#### Aim of the task
List every line of the listing below that contains the word "order".

Data to examine Block Start

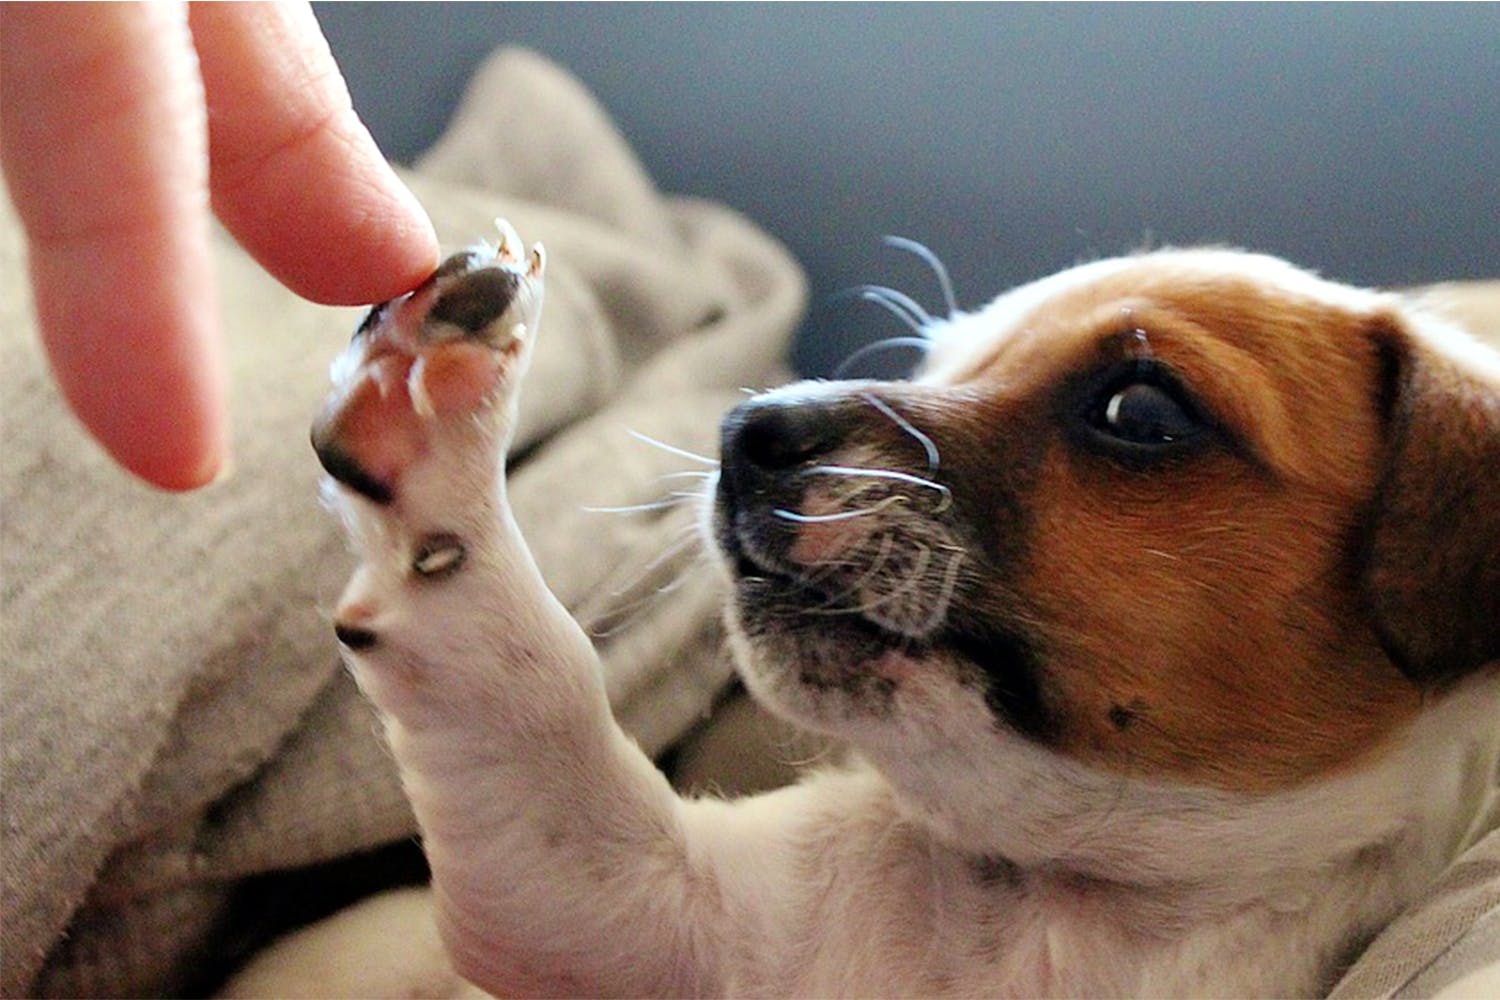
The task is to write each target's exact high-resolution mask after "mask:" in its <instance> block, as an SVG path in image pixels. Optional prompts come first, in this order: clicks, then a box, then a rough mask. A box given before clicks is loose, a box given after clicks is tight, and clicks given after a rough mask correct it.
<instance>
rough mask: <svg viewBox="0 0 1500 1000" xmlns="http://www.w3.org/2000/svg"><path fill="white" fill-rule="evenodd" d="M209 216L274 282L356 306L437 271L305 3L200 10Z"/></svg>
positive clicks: (414, 208)
mask: <svg viewBox="0 0 1500 1000" xmlns="http://www.w3.org/2000/svg"><path fill="white" fill-rule="evenodd" d="M189 22H190V25H192V33H193V42H195V45H196V48H198V54H199V58H201V72H202V82H204V90H205V94H207V102H208V160H210V171H208V184H210V190H211V193H213V208H214V213H216V214H217V216H219V219H220V220H222V222H223V223H225V225H226V226H228V228H229V231H231V232H233V234H234V235H236V238H237V240H239V241H240V244H243V246H245V249H248V250H249V252H251V253H252V255H254V256H255V258H257V259H258V261H260V262H261V265H264V267H266V268H267V270H269V271H272V274H275V276H276V277H278V279H281V280H282V282H284V283H285V285H287V286H288V288H291V289H293V291H296V292H299V294H302V295H305V297H308V298H312V300H315V301H323V303H333V304H360V303H368V301H381V300H386V298H392V297H395V295H398V294H401V292H405V291H410V289H411V288H413V286H416V285H417V283H420V282H422V280H423V279H425V277H426V276H428V274H431V273H432V270H434V267H437V262H438V241H437V235H435V234H434V231H432V223H431V222H429V220H428V216H426V213H425V211H423V210H422V207H420V205H419V204H417V199H416V198H414V196H413V195H411V192H410V190H407V187H405V184H402V183H401V180H399V178H398V177H396V174H395V172H393V171H392V169H390V165H389V163H387V162H386V159H384V157H383V156H381V153H380V150H378V148H377V145H375V141H374V139H372V138H371V135H369V132H368V130H366V129H365V126H363V124H362V123H360V120H359V117H357V115H356V114H354V108H353V103H351V102H350V93H348V88H347V87H345V84H344V78H342V76H341V75H339V67H338V64H336V63H335V61H333V54H332V52H330V51H329V45H327V42H326V40H324V39H323V33H321V30H320V28H318V22H317V19H315V18H314V15H312V9H311V7H309V6H308V4H305V3H193V4H190V6H189Z"/></svg>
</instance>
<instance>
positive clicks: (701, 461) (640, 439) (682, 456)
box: [625, 427, 718, 466]
mask: <svg viewBox="0 0 1500 1000" xmlns="http://www.w3.org/2000/svg"><path fill="white" fill-rule="evenodd" d="M625 433H627V435H630V436H631V438H634V439H636V441H639V442H642V444H648V445H651V447H652V448H661V450H663V451H666V453H667V454H675V456H678V457H681V459H688V460H691V462H699V463H702V465H714V466H717V465H718V462H717V460H715V459H709V457H708V456H703V454H697V453H696V451H688V450H687V448H678V447H676V445H670V444H667V442H664V441H657V439H655V438H652V436H651V435H643V433H640V432H639V430H630V429H628V427H627V429H625Z"/></svg>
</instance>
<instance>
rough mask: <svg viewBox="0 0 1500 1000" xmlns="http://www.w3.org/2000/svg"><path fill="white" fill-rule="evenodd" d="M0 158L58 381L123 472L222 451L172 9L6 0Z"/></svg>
mask: <svg viewBox="0 0 1500 1000" xmlns="http://www.w3.org/2000/svg"><path fill="white" fill-rule="evenodd" d="M0 91H3V100H0V156H3V159H5V175H6V183H7V186H9V189H10V196H12V199H13V202H15V208H17V214H18V216H20V219H21V225H23V226H24V228H26V232H27V240H28V246H30V270H31V288H33V291H34V297H36V313H37V322H39V325H40V330H42V340H43V343H45V346H46V352H48V358H49V360H51V364H52V372H54V375H55V378H57V384H58V387H60V388H62V390H63V394H65V396H66V399H68V402H69V405H71V406H72V409H74V412H75V414H78V418H80V420H81V421H83V423H84V426H86V427H87V429H89V430H90V433H93V436H95V438H96V439H98V441H99V442H101V444H102V445H104V447H105V450H107V451H110V454H111V456H113V457H114V459H115V460H117V462H118V463H120V465H123V466H124V468H126V469H129V471H132V472H135V474H136V475H139V477H141V478H144V480H147V481H150V483H153V484H156V486H160V487H165V489H193V487H196V486H202V484H205V483H208V481H210V480H211V478H213V477H214V475H217V472H219V469H220V466H222V463H223V460H225V454H226V448H228V445H226V439H228V432H226V420H225V385H223V382H225V378H223V363H222V358H220V349H222V348H220V345H219V337H217V303H216V298H214V285H213V270H211V265H210V256H208V219H207V211H205V205H204V201H205V177H204V120H202V96H201V94H202V90H201V85H199V82H198V78H196V73H195V72H193V60H192V49H190V45H189V36H187V27H186V19H184V16H183V13H181V9H180V7H178V6H177V4H156V3H148V4H133V3H121V4H113V3H110V4H89V6H83V4H80V6H74V4H51V3H39V4H6V6H5V45H3V46H0Z"/></svg>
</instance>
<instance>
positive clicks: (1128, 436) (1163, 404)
mask: <svg viewBox="0 0 1500 1000" xmlns="http://www.w3.org/2000/svg"><path fill="white" fill-rule="evenodd" d="M1095 427H1097V429H1098V430H1101V432H1104V433H1107V435H1110V436H1113V438H1119V439H1121V441H1125V442H1130V444H1142V445H1170V444H1178V442H1181V441H1187V439H1188V438H1193V436H1196V435H1197V433H1199V432H1202V430H1203V423H1202V421H1200V420H1199V418H1197V417H1196V415H1194V414H1193V412H1191V409H1190V408H1188V406H1187V403H1184V402H1182V400H1181V399H1179V397H1178V396H1176V394H1175V393H1173V391H1170V390H1167V388H1164V387H1161V385H1154V384H1152V382H1130V384H1127V385H1121V387H1119V388H1115V390H1112V391H1109V393H1106V396H1104V405H1103V406H1101V409H1100V412H1098V415H1097V418H1095Z"/></svg>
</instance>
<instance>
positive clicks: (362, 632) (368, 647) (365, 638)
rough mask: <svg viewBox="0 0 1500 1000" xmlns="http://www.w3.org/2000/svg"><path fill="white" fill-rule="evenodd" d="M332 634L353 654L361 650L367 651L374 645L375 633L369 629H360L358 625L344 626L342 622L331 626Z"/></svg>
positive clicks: (360, 650) (343, 623)
mask: <svg viewBox="0 0 1500 1000" xmlns="http://www.w3.org/2000/svg"><path fill="white" fill-rule="evenodd" d="M333 634H335V636H338V637H339V642H342V643H344V645H345V646H348V648H350V649H353V651H354V652H360V651H362V649H369V648H371V646H374V645H375V633H372V631H371V630H369V628H360V627H359V625H345V624H344V622H335V624H333Z"/></svg>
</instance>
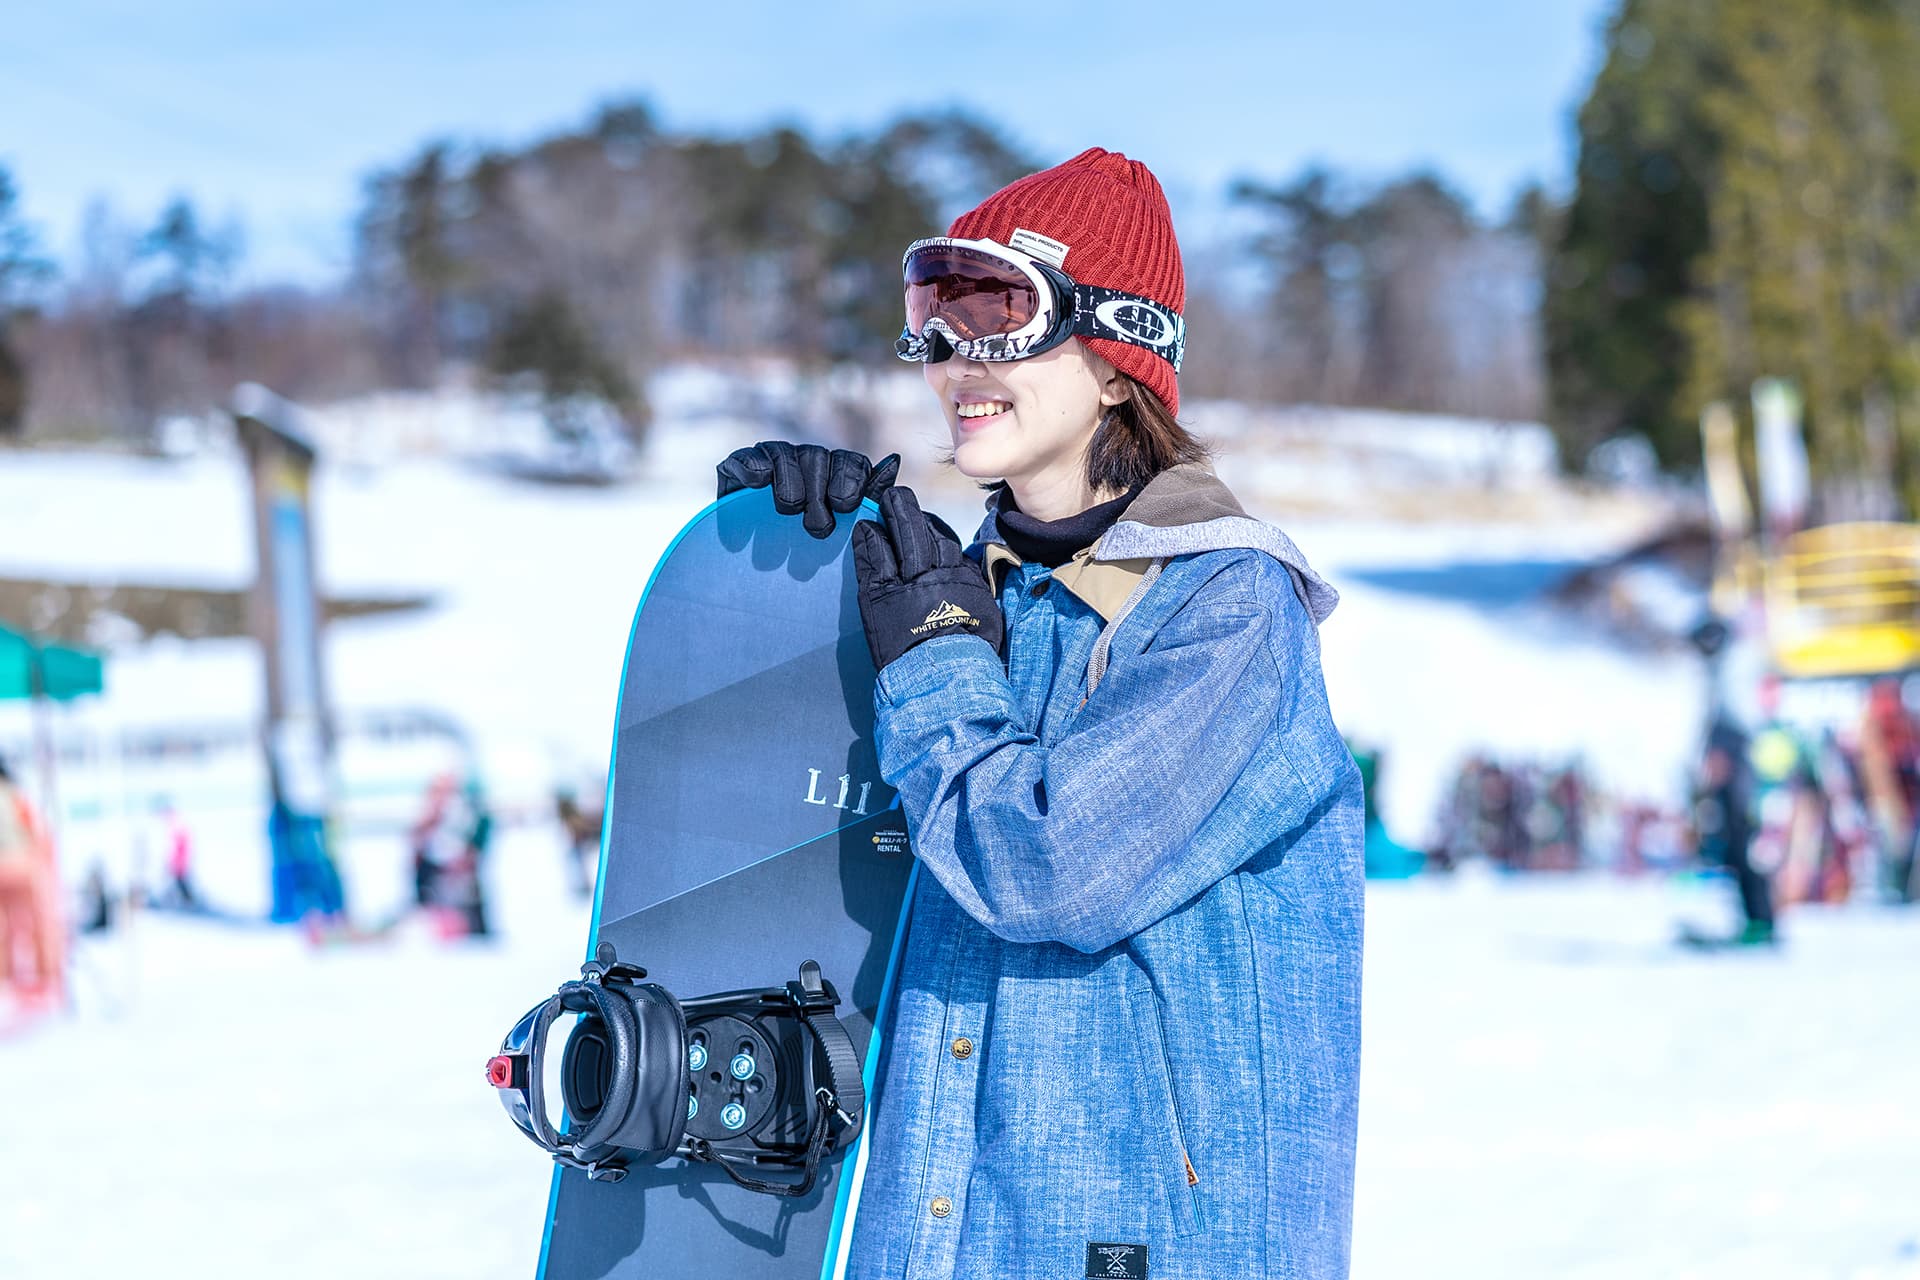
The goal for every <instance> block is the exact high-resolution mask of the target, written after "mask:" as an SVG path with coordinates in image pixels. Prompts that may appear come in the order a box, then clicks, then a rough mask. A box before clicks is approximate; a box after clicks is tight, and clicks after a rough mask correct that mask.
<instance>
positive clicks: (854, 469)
mask: <svg viewBox="0 0 1920 1280" xmlns="http://www.w3.org/2000/svg"><path fill="white" fill-rule="evenodd" d="M714 470H716V472H720V497H726V495H728V493H733V491H735V489H764V487H766V486H774V510H778V512H780V514H783V516H801V514H803V512H804V516H803V518H801V526H803V528H804V530H806V532H808V533H812V535H814V537H826V535H828V533H831V532H833V514H835V512H837V514H843V516H845V514H849V512H852V510H856V509H858V507H860V499H866V497H872V499H877V497H879V495H881V493H885V491H887V489H891V487H893V478H895V476H899V474H900V455H899V453H889V455H887V457H883V459H881V461H879V464H877V466H876V464H874V462H872V461H868V457H866V455H864V453H854V451H852V449H835V451H833V453H828V449H826V445H789V443H787V441H783V439H762V441H760V443H756V445H755V447H753V449H735V451H733V453H730V455H728V459H726V462H720V466H716V468H714Z"/></svg>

Data to examine Block End

#### Result of the task
The task is to write each target's exact high-resolution mask after "mask:" in its <instance> block, as an SVG path in image pixels. Optional prompts come first, in this order: clicks, then a box, then a rough mask. A box given before clicks is loose, a box given after clicks is tight, and clicks given after a rough mask correct it.
The goal for every <instance> block is the exact high-resolution mask of the target, written after "mask:" as an SVG path with coordinates in image pixels. Prompts that may appear come in the order a box, then clicks, then a rough mask. A box before clicks is approximate; a box after clicks is tight, and clicks after a rough mask correct that mask.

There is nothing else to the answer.